*SOURCE EXCERPT*.
I “Finished” Battle Song–Writing With the End in Mind

end in mind.png

I know, I know, you got so excited when you saw this. “Whoa, she finished her novel in a month? Awesome!”

Well, not really…but I did finish the end of Battle Song(Which was only about 5,000 words long…so not that awesome.)

Anyway, a few weeks ago, I was browsing on Pinterest and I saw a writing tip that said to start writing at the end, so that you know where you’re going with the story. Since I’m not an outliner, this sounded like a great idea to try. Normally, I never have endings planed out.

So I took some time to prepare (though, not too much, since I already had a basis of the world from last November, when I originally started Battle Song). I figured out a few main scenes I wanted to happen at the end, and then I decided to write it.

But every single scene didn’t turn out the way I wanted it to.

Some might call it a waste of time because I’ll probably only use two or three paragraphs plus some phrases of that ending, but I thought it was rewarding, and here’s why.

*REQUEST 1*. In the blog post about writing the ending of Battle Song first, on what website did the writer come across the tip to start with the end?
*REQUEST 2*. Continue the blog post about writing the ending of Battle Song first, picking up right after its final sentence.
The records have no connection to the blog post above.

*Dataset records*.
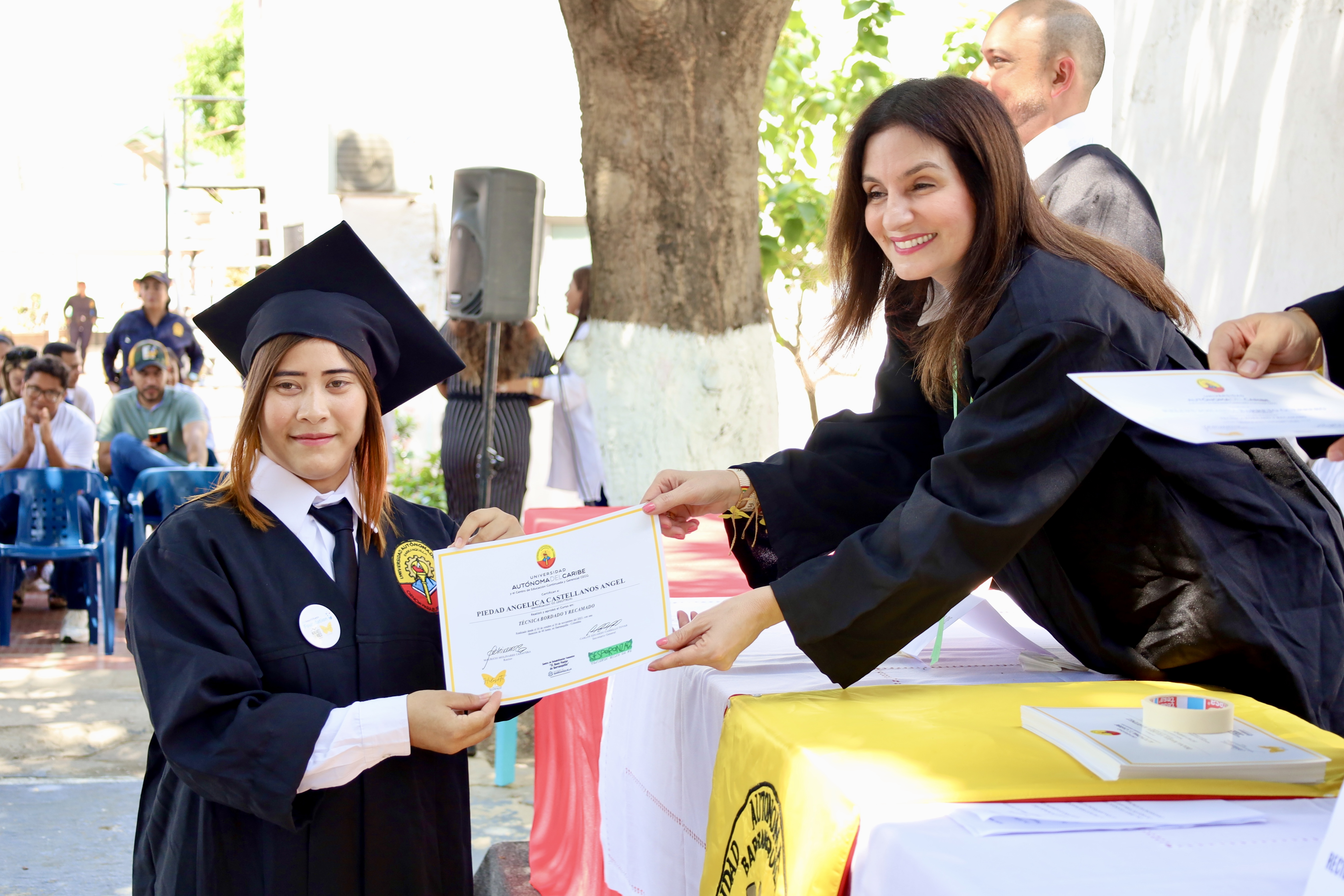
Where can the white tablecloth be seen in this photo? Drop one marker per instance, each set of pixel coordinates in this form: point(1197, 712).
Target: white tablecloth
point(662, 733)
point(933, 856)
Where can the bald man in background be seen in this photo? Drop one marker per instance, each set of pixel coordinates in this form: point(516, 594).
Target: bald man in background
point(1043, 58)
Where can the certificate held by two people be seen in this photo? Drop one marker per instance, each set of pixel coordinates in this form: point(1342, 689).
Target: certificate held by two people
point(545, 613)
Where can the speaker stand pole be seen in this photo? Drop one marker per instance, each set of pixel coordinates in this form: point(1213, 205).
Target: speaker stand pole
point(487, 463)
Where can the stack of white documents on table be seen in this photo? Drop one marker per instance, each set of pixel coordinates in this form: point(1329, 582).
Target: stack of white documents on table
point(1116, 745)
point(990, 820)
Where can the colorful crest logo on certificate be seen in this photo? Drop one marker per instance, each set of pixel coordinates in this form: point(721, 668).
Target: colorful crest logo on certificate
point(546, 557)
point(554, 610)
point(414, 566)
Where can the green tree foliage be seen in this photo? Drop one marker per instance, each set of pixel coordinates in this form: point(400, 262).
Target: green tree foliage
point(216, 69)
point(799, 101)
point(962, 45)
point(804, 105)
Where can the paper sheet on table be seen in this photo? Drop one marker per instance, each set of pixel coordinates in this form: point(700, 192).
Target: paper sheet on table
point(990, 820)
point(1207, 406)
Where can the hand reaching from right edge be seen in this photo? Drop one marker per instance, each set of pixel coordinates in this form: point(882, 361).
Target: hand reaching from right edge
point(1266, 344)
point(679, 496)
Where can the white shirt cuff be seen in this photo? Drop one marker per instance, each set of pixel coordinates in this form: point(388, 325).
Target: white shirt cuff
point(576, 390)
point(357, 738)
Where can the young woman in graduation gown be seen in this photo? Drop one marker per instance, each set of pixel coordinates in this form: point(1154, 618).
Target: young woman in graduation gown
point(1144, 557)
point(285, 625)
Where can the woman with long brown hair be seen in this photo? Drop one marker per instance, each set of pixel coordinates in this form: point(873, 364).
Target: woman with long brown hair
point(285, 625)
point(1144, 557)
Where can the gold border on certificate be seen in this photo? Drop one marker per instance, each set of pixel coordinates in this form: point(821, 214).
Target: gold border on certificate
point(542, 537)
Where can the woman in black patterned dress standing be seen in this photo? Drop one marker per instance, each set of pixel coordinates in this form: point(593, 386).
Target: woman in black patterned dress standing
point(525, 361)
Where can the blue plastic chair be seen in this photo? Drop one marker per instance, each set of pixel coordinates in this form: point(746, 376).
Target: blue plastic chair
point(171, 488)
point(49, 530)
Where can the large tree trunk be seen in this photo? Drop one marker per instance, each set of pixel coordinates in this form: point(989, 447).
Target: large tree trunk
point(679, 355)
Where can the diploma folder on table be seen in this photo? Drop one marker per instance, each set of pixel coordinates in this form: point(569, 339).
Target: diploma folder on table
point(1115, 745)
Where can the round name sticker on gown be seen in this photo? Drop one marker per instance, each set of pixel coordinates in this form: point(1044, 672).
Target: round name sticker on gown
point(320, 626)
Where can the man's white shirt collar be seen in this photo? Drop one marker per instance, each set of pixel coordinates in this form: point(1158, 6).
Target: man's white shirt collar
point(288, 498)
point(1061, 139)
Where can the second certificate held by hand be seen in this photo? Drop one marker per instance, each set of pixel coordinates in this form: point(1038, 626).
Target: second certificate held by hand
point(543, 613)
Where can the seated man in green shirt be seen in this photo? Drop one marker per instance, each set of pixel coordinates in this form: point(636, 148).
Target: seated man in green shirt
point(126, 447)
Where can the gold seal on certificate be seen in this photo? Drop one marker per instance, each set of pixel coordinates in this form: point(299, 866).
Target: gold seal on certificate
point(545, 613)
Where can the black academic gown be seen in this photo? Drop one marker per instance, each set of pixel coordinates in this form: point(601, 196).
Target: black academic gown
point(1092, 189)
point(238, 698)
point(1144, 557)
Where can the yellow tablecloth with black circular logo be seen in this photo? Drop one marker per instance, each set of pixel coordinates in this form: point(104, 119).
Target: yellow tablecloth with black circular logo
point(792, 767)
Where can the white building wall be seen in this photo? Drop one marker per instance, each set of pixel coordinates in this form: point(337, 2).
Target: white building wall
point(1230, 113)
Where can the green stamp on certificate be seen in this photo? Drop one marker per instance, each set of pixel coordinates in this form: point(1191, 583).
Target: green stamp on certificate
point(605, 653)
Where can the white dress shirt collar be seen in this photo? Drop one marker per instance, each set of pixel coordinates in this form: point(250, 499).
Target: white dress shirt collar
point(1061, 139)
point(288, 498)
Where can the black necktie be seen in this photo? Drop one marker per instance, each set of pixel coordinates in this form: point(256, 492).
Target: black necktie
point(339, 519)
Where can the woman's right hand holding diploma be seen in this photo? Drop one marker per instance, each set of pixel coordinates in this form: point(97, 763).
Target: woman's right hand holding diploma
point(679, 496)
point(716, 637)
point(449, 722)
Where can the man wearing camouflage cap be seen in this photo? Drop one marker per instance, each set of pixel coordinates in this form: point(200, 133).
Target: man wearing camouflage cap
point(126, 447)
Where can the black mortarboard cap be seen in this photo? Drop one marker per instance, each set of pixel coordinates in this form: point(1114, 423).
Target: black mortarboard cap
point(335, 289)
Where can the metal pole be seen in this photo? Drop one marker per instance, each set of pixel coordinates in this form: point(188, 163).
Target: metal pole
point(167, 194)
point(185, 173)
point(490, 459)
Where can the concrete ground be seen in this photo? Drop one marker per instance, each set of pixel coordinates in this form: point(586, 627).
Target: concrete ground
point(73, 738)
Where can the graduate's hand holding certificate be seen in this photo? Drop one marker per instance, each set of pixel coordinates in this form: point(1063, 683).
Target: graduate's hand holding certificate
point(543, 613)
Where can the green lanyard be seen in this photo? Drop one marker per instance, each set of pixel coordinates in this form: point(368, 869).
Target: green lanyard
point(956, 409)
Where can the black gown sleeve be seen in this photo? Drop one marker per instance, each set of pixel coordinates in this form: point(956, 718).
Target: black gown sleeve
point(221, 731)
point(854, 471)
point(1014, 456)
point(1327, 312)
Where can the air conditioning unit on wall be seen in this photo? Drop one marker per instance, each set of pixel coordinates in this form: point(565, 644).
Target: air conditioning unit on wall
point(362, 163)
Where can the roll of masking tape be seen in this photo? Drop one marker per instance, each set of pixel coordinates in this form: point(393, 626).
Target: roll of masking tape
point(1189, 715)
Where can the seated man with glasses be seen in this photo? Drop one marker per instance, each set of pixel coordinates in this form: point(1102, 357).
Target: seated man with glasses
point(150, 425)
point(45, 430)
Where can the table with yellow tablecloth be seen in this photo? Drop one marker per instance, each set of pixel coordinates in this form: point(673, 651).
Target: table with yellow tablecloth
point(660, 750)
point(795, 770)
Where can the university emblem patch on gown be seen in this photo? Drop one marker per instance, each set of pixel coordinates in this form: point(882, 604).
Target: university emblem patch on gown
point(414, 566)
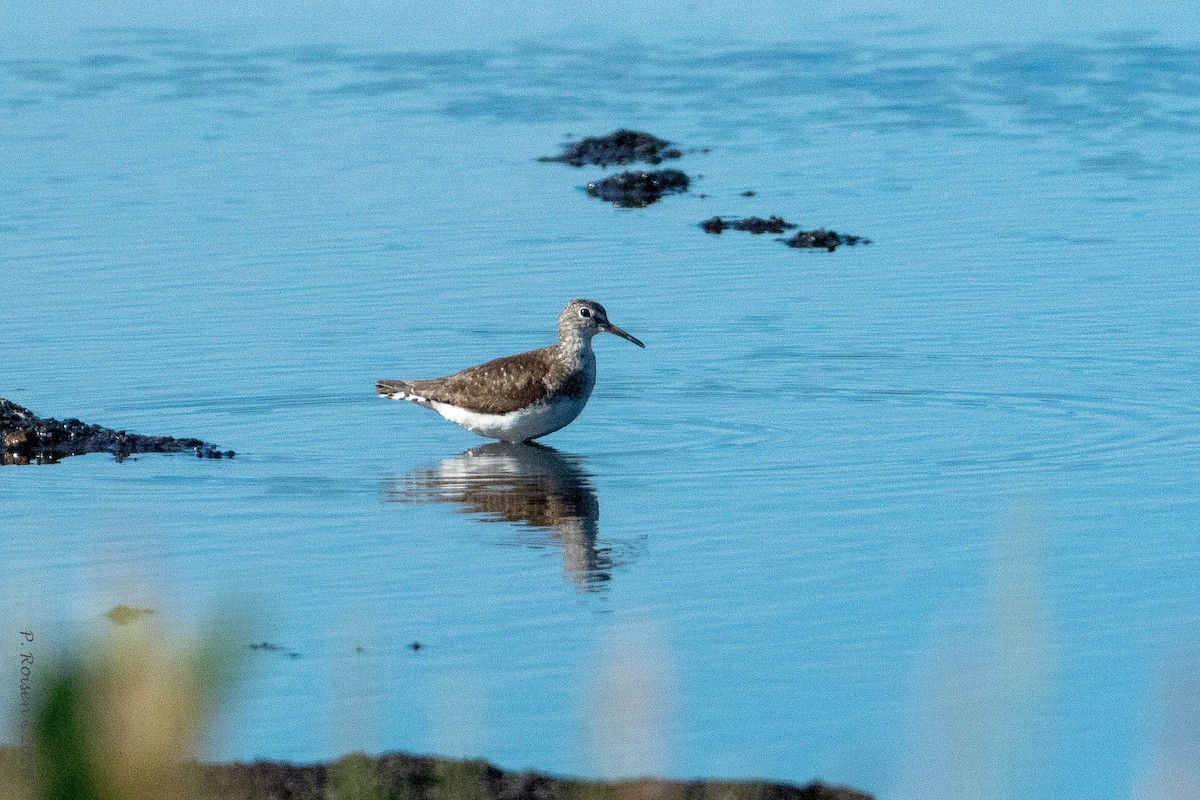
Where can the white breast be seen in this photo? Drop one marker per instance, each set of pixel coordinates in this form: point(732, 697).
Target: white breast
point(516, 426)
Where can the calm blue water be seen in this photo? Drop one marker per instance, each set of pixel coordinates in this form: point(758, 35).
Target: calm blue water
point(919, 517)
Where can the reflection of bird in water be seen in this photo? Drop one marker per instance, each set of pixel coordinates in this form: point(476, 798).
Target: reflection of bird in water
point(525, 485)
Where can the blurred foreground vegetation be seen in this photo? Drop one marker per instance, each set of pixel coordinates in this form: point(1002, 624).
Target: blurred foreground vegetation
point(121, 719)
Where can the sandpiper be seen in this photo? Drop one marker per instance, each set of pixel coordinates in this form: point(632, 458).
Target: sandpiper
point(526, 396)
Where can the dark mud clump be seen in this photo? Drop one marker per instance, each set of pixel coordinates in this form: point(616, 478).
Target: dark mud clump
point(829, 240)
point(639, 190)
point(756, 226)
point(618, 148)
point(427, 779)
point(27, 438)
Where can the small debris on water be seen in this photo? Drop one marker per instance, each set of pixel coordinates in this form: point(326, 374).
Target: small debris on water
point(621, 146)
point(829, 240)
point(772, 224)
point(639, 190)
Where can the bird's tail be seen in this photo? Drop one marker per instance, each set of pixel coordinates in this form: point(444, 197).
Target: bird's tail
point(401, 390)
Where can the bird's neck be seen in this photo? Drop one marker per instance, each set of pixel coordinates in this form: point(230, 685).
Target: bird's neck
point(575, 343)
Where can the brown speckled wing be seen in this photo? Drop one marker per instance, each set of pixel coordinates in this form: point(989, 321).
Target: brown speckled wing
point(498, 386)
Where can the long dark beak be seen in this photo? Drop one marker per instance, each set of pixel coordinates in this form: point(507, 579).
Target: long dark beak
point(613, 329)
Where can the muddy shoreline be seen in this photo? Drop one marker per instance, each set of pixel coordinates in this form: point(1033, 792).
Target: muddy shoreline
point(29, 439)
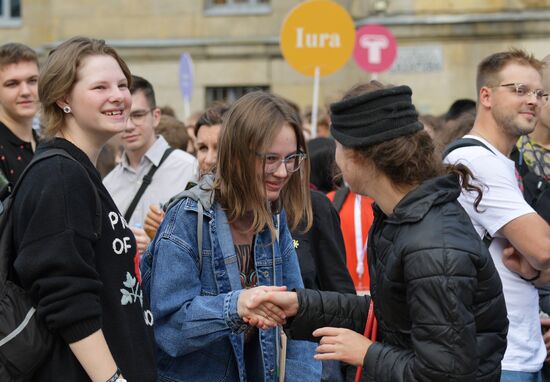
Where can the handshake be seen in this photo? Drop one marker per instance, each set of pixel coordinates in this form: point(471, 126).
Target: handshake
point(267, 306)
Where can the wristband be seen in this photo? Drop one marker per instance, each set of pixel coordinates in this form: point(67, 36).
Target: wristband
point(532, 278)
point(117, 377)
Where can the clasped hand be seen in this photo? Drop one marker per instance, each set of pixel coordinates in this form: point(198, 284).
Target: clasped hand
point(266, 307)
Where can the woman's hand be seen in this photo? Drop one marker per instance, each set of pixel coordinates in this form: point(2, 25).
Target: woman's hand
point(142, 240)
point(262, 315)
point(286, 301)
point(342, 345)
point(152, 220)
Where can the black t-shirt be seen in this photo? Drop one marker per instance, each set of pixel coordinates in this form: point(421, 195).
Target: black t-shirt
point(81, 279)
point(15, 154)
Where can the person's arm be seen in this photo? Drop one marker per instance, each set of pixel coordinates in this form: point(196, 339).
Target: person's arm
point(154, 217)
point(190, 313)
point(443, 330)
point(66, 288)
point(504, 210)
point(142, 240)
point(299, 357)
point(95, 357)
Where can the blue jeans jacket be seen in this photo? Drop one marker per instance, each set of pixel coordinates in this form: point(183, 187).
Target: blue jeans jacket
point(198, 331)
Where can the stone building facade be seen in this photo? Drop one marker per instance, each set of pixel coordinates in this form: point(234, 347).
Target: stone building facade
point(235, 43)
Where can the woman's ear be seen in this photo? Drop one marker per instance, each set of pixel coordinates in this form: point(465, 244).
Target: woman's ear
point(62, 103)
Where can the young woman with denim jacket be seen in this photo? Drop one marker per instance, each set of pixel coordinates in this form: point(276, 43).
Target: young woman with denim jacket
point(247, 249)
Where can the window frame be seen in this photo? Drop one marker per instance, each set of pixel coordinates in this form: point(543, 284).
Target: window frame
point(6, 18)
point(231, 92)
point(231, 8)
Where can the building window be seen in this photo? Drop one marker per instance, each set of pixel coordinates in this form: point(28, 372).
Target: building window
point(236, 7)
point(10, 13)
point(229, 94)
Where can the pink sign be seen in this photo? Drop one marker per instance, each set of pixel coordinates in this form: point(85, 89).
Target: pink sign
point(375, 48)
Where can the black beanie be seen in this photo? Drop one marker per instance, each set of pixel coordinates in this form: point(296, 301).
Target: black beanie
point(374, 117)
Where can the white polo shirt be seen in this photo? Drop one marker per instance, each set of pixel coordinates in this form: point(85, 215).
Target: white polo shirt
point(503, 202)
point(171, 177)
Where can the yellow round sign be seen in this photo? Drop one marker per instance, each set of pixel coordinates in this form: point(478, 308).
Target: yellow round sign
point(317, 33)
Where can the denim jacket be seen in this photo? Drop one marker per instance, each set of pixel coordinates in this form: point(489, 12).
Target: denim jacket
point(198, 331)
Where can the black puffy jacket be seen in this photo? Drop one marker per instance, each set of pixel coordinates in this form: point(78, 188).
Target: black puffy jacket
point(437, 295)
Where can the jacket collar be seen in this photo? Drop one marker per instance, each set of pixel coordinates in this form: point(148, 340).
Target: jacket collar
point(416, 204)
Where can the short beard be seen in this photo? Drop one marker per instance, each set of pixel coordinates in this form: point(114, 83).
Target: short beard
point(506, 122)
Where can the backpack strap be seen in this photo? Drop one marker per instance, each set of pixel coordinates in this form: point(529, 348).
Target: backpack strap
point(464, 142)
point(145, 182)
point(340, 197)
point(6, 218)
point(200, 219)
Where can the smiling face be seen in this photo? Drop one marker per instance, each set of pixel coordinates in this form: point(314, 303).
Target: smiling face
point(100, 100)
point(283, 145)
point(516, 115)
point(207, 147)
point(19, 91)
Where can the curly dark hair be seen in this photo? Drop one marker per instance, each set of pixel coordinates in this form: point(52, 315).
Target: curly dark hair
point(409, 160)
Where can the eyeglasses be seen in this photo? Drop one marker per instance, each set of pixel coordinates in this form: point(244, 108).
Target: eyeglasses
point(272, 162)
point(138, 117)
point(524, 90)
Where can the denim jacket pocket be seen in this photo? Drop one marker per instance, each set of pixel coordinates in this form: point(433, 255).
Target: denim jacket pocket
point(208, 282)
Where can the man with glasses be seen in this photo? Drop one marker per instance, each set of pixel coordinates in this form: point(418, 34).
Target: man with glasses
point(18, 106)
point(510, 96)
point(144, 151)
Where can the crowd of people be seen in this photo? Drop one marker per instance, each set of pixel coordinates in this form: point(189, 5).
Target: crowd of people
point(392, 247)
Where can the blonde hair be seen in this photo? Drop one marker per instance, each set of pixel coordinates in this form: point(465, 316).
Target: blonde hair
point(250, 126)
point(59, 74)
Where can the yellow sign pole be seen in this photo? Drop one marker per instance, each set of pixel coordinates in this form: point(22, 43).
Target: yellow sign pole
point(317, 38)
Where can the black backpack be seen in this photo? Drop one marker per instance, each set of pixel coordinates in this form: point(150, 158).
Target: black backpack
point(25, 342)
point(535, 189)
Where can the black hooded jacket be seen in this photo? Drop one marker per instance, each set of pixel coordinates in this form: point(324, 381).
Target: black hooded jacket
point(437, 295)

*TASK OUTPUT 1*. Pinterest

*TASK OUTPUT 2*.
Because the ending turned out so much what I didn’t want, I figured out what I did want.

I took a few notes while I was writing, and here’s a few of them to show you what I mean:

When this is rewritten I need to do better at the dagger her sisters giving her being more tempting or something…this is a bit not intense enough, as if everything is already decided. There’s not enough realization.


Ugh, there’s so much explaining in the scene. I want Amrya to figure almost all of it out, if possible, and have <spoiler> be the cinching moment when it all comes together. So I’ll need more stuff throughout the book.


(And a good one.)

Ooh okay so she has this ancestry line… <spoiler spoiler> So as she’s learning more about them, she’s thinking about her ancestors, realizes that…interesting, hehe. Yay!


It was a great learning experience for me. These last few scenes were supposed to be pivotalintense scenes, and they just really weren’t. Writing them told me that I needed to bring more elements of the ending throughout the entire book, so that there would be traces and hints to what would happen from the very beginning.

Basically I need to foreshadow.

Additionally, writing the ending first helped me figure out what I really wanted with this story. What I wanted the reader to feel, to come away with. I’m still figuring it out, but I have a much better idea.

In the first version I started (that is, Battle Song 1.0, (this is 2.0)), Amrya trades her beauty rather than her voice. I realized that, as I was writing 1.0, I didn’t want that. It didn’t affect her enough.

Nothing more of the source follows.